▶ _Exercise_:
Rewrite the paragraph beginning "My students hated it" from the article on evangelical millennials and marriage below as a short bulleted list that keeps its main facts.

▶ _Provided text_:
A college professor name Abigail Rine has an important article over at the First Things website titled “What is Marriage to Evangelical Millennials?” She says that in the last several years, she has noticed a change in the evangelical students that she teaches. Whereas students used to be on board with a biblical view on marriage and sexuality, that is no longer the case. She tells what happened when she recently assigned for her students to read “What Is Marriage?” by Robbie George, Ryan Anderson, and Sherif Girgis:
My students hated it, as I suspected they would. They also seemed unable to fully understand the argument. As I tried to explain the reasoning behind the conjugal view of marriage and its attitude toward sex, I received dubious stares in response. I realized, as I listened to the discussion, that the idea of “redefining” marriage was nonsensical to them, because they had never encountered the philosophy behind the conjugal view of marriage. To them, the Christian argument against same-sex marriage is an appeal to the authority of a few disparate Bible verses, and therefore compelling only to those with a literalist hermeneutic. What the article names as a “revisionist” idea of marriage—marriage as an emotional, romantic, sexual bond between two people—does not seem “new” to my students at all, because this is the view of marriage they were raised with, albeit with a scriptural, heterosexual gloss.
You should go read the rest of Rine’s article. Her observations here are important because they show that evangelicals lost the marriage argument long before gay marriage was even on anybody’s radar screen. Evangelicals succumbed to an unbiblical view of marriage a generation ago when they let the ubiquity of contraception and no-fault divorce go unchallenged. She is undoubtedly right about this. We have sown to the wind, and we are now reaping the whirlwind with the Millennial generation.

▶ _Information shown_:

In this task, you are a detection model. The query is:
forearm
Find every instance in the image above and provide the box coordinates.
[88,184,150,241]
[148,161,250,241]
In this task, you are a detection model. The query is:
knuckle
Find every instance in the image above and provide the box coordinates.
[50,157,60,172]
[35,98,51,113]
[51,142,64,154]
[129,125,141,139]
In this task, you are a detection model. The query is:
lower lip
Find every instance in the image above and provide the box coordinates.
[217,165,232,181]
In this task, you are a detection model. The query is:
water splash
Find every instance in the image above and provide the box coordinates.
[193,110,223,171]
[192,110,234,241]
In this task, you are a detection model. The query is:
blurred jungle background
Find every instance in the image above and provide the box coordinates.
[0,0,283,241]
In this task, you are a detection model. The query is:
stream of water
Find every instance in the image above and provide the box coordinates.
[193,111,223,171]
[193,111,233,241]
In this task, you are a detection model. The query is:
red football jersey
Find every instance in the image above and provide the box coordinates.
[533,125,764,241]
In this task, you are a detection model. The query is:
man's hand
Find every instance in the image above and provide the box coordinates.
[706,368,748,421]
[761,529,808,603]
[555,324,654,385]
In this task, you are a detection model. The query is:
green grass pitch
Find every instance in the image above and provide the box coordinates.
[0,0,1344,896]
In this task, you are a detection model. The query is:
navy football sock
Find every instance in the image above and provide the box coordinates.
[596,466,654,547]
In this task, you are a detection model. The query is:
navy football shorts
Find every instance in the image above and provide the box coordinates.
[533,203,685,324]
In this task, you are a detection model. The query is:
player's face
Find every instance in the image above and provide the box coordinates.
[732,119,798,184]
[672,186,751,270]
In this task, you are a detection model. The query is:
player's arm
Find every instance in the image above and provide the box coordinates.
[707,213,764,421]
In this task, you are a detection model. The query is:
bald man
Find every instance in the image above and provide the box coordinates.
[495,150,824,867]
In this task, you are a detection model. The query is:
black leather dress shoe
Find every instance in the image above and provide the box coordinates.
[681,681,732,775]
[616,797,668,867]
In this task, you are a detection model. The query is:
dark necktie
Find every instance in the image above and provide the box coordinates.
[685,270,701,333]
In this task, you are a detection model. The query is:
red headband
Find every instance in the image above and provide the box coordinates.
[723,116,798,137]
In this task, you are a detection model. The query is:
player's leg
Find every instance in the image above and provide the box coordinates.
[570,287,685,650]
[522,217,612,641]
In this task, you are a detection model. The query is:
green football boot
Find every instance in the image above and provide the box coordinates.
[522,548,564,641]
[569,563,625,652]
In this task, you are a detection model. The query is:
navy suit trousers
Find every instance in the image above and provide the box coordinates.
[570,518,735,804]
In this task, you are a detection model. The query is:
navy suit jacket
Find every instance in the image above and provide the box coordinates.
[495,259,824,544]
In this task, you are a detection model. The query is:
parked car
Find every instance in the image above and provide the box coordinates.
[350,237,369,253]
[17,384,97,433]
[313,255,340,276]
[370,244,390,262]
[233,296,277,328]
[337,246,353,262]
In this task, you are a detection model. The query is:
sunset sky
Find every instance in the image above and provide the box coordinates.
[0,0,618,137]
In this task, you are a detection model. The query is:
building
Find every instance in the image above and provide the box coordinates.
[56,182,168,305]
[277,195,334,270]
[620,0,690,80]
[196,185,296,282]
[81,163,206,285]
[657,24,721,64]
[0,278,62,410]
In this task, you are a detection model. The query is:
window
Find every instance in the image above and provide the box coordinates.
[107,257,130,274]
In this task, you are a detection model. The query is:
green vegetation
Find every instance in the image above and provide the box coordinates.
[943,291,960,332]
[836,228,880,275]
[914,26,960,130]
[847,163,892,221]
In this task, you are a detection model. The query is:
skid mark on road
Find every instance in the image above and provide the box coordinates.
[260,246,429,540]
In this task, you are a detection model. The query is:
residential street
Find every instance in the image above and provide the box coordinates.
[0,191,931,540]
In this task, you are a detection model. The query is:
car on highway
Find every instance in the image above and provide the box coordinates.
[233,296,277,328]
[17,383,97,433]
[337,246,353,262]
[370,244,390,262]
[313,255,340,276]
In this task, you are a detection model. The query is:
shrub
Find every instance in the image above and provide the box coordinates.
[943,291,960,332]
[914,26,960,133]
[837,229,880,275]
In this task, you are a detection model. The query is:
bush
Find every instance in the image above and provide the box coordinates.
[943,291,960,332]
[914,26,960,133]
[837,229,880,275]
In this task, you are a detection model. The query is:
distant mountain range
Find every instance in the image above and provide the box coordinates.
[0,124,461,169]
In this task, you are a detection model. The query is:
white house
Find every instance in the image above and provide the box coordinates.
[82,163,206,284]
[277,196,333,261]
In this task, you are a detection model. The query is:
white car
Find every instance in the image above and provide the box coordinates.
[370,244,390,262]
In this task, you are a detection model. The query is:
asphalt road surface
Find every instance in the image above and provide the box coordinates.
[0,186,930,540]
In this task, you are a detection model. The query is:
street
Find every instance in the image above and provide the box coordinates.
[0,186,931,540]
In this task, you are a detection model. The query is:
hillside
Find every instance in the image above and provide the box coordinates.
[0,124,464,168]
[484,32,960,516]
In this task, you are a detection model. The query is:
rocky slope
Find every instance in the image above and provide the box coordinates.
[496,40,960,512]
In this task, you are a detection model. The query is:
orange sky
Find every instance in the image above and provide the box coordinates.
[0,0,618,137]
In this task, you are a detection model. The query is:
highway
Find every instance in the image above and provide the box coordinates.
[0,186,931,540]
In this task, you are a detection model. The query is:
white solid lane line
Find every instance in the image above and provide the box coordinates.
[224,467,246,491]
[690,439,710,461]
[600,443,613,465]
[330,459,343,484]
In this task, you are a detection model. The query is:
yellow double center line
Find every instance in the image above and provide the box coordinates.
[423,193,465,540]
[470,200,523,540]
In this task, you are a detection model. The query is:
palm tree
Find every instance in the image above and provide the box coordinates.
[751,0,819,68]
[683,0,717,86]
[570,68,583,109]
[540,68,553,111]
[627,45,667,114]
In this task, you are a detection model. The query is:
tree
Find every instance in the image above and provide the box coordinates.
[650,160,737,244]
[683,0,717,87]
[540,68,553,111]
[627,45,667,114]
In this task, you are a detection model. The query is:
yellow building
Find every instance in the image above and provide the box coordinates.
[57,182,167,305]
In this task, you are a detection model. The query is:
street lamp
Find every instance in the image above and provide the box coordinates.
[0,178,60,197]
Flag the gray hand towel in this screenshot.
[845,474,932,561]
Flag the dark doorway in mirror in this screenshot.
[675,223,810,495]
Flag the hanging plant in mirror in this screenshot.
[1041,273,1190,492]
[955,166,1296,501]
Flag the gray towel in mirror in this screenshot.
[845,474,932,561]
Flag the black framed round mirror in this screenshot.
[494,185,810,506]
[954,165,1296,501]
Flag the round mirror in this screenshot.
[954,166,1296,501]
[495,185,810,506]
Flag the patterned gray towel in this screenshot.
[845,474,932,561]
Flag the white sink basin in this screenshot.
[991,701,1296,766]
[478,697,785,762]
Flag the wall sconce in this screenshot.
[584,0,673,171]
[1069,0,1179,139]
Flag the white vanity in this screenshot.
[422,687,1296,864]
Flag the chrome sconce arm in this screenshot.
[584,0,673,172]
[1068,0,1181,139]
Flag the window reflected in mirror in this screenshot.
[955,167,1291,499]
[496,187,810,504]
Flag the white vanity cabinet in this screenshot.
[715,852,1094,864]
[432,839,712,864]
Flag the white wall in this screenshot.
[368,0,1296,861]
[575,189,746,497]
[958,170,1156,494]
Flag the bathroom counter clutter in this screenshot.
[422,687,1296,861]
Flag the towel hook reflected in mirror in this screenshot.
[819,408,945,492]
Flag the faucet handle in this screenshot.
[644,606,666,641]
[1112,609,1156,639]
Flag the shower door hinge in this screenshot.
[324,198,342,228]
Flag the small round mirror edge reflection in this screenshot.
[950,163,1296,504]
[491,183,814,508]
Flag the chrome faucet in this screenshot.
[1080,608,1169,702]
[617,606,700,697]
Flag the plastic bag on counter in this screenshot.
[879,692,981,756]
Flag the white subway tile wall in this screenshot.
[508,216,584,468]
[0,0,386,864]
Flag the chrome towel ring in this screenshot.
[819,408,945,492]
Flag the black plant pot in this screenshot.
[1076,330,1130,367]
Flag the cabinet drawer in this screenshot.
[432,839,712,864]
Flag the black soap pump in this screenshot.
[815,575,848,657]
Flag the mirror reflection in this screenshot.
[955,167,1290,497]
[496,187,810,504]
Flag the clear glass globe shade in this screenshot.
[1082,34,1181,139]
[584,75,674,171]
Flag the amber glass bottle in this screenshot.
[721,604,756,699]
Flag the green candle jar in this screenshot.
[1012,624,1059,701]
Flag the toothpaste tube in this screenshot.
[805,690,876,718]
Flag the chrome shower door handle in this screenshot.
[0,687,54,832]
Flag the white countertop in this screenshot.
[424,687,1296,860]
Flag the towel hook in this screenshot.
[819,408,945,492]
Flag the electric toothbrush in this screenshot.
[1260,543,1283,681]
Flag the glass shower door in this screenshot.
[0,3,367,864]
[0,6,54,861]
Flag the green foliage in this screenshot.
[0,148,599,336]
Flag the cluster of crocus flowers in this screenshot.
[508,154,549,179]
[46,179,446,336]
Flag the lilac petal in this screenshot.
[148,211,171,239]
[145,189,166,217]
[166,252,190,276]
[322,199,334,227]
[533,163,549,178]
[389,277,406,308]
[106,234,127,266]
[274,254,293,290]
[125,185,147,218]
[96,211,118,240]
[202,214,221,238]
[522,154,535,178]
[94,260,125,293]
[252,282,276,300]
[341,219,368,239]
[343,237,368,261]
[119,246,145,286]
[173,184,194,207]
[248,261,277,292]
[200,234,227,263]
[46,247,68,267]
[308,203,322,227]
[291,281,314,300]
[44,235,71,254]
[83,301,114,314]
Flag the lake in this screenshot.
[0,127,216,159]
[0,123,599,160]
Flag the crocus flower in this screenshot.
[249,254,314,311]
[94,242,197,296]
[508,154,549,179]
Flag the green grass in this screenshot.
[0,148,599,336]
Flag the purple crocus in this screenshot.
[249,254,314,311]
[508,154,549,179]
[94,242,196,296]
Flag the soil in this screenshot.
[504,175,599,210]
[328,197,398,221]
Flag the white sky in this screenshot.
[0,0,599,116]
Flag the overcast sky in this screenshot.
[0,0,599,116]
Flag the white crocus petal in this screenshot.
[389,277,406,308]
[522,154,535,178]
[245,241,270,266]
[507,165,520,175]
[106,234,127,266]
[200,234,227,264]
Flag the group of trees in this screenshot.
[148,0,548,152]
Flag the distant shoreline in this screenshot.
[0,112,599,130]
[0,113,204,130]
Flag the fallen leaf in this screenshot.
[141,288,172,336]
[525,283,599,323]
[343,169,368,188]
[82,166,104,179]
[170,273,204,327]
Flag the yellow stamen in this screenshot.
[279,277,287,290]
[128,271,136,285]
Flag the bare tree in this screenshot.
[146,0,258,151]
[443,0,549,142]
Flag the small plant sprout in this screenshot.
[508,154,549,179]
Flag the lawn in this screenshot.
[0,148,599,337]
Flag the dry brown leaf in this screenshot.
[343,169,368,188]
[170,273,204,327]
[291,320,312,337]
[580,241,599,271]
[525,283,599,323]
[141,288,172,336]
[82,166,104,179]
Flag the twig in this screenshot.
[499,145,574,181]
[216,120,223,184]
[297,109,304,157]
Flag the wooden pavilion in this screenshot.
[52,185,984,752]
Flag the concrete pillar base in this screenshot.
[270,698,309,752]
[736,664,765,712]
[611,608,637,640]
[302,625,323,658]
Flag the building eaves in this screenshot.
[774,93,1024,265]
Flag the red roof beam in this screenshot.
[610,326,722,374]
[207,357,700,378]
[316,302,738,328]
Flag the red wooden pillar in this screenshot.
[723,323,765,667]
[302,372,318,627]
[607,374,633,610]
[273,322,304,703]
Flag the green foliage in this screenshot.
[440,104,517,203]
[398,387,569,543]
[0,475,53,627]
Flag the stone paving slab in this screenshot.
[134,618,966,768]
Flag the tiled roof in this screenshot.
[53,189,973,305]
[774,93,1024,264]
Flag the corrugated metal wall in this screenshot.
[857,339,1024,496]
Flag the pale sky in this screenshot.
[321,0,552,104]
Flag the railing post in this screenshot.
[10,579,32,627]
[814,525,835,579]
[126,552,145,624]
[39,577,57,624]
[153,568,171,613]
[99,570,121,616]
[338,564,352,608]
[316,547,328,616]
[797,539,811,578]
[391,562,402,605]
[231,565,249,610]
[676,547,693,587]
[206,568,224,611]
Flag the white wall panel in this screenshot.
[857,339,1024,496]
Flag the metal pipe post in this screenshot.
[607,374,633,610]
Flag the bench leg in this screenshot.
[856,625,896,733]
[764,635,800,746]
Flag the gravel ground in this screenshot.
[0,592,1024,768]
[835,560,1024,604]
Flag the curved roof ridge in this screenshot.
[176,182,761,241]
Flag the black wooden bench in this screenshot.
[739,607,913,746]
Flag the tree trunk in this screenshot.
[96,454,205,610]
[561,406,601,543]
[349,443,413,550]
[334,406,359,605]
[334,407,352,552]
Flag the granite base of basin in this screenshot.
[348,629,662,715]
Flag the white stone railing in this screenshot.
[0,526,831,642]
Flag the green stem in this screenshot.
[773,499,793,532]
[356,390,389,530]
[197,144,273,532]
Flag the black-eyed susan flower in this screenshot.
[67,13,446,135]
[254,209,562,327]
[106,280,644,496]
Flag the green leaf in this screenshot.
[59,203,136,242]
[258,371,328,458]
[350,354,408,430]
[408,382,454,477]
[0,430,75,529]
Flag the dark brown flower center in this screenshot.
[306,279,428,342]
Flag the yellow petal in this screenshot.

▶ _Result for this task_:
- The students hated the assigned reading, as expected, and seemed unable to fully understand its argument.
- Explanations of the conjugal view of marriage and its attitude toward sex drew dubious stares.
- The idea of "redefining" marriage made no sense to them, because they had never encountered the philosophy behind the conjugal view.
- They saw the Christian argument against same-sex marriage as an appeal to a few disparate Bible verses, compelling only to those with a literalist hermeneutic.
- The "revisionist" view of marriage as an emotional, romantic, sexual bond between two people did not seem new to them, since it was the view they were raised with, though with a scriptural, heterosexual gloss.